##### Document

Guest Review: Reaper’s Justice by Sarah McCarty

Posted July 12, 2011 by Judith in Reviews | 1 Comment

Publisher: Berkley, Penguin

Judith’s review of Reaper’s Justice by Sarah McCarty

When the War Between the States came to its end, the battle inside Isaiah Jones raged on. Neither fully human nor fully wolf, he found his peace-and the passion his inner wolf craved-with Adelaide Cameron. Though their union was forbidden by the werewolf soldiers, Isaiah satisfied his urges by guarding her from afar. But when Adelaide is abducted, Isaiah must not only expose his dark nature, but invite her into the shadows with him.

Sarah McCarty is one of those authors who writes about everything and all that I have read is good.  I have read some of her Western historicals and so I was delighted to have the opportunity to read and review the first book in this paranormal series.

##########
##### Data excerpts

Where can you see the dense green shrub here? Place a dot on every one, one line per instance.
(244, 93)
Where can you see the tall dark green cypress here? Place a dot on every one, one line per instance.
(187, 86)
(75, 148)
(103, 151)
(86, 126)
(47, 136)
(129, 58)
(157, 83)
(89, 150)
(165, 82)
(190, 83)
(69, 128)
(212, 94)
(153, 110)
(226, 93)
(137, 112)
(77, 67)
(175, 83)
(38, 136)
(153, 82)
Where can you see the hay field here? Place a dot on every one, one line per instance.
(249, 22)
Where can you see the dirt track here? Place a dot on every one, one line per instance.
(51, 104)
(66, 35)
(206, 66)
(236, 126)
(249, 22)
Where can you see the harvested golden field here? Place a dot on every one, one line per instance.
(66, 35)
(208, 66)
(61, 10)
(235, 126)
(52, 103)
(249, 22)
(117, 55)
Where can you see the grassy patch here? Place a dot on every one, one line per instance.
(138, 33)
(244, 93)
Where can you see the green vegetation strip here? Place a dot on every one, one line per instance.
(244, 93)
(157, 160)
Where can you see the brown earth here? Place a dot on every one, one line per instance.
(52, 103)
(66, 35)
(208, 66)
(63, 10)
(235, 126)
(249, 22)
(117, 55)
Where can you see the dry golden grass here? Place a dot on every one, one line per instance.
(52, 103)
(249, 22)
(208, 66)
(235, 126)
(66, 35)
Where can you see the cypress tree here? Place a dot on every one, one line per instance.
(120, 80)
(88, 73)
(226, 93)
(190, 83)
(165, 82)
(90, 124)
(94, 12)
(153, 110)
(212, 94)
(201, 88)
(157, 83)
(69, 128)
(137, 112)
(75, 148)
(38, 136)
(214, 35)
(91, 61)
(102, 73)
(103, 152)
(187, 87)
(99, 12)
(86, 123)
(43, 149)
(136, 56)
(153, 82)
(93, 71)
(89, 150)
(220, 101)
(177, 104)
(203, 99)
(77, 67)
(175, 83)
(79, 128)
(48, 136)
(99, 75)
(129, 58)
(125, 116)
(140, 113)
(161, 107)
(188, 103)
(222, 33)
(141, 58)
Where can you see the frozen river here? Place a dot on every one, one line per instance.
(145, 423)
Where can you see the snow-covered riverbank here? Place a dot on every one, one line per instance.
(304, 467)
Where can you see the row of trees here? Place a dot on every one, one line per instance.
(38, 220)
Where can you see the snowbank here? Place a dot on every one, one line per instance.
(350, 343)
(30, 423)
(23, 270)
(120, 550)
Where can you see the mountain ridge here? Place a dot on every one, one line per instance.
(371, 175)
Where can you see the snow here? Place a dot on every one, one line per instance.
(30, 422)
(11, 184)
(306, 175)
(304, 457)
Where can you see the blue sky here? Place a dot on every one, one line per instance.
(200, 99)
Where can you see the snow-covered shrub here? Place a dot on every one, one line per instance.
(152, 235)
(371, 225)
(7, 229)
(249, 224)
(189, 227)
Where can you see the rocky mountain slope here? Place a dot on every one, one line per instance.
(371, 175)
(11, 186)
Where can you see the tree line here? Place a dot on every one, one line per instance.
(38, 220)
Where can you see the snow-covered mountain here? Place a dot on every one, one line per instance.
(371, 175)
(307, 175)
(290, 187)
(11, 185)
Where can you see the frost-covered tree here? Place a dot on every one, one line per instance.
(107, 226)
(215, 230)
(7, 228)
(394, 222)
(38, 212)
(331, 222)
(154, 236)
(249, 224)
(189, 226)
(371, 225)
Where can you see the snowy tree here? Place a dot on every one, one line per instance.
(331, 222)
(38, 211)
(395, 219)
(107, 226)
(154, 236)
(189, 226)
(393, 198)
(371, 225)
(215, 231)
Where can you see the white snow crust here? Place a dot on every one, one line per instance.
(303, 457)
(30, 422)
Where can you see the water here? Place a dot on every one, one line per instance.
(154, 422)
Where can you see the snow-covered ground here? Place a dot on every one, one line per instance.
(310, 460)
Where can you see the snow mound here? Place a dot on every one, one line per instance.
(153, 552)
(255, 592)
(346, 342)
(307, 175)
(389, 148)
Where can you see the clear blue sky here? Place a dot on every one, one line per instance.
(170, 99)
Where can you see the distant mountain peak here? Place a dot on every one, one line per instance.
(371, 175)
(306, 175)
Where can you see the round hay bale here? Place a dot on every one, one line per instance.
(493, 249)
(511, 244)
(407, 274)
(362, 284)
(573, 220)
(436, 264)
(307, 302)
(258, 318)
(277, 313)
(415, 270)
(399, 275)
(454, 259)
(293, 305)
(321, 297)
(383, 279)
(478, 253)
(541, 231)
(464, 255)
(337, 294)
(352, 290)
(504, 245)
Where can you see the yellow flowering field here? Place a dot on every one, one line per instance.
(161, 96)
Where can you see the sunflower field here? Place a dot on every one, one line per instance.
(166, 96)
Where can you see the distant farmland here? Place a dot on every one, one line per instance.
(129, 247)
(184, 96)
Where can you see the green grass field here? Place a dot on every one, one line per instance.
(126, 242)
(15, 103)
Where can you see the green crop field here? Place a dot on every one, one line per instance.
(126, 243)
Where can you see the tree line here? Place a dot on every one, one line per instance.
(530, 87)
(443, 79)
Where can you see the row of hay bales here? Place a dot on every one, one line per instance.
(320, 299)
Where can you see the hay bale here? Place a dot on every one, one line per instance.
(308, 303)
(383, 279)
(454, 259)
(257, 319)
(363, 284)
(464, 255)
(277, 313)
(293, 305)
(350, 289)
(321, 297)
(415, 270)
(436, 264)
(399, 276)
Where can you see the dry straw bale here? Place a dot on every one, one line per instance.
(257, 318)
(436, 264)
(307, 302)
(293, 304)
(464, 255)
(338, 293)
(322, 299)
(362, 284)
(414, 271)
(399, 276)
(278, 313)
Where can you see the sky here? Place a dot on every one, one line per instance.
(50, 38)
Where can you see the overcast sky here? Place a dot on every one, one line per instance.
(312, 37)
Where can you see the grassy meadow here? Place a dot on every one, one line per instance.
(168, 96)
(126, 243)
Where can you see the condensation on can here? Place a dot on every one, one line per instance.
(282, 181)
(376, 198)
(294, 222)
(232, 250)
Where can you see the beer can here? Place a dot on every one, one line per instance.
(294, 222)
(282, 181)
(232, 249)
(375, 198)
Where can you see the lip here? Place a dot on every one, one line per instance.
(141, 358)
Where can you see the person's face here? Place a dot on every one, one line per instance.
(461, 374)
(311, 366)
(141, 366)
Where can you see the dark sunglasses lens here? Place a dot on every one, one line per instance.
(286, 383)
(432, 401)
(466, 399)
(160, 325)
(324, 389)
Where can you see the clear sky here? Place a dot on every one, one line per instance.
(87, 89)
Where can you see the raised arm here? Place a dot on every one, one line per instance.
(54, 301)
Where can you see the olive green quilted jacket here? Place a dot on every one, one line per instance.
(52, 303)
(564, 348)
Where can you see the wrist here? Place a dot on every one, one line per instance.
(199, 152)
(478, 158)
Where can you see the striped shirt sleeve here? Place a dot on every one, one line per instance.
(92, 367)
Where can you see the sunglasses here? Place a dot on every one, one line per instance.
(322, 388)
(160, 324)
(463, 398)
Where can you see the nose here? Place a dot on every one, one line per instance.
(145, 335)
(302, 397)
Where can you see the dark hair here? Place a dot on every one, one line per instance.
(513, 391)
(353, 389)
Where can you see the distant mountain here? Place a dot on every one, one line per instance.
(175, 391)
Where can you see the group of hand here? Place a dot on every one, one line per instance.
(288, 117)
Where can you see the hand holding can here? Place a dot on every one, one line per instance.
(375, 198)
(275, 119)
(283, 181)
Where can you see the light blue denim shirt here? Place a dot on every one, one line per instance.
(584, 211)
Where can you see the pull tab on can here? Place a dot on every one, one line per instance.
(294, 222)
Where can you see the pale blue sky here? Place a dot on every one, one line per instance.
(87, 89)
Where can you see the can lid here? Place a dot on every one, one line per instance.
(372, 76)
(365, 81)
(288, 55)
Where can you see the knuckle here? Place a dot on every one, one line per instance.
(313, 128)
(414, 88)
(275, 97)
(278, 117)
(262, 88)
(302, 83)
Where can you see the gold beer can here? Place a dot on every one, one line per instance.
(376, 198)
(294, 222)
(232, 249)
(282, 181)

##########

> _What you have to do_: In the review of Reaper's Justice, which publisher is listed for the book?

> _Answer below_: Berkley, Penguin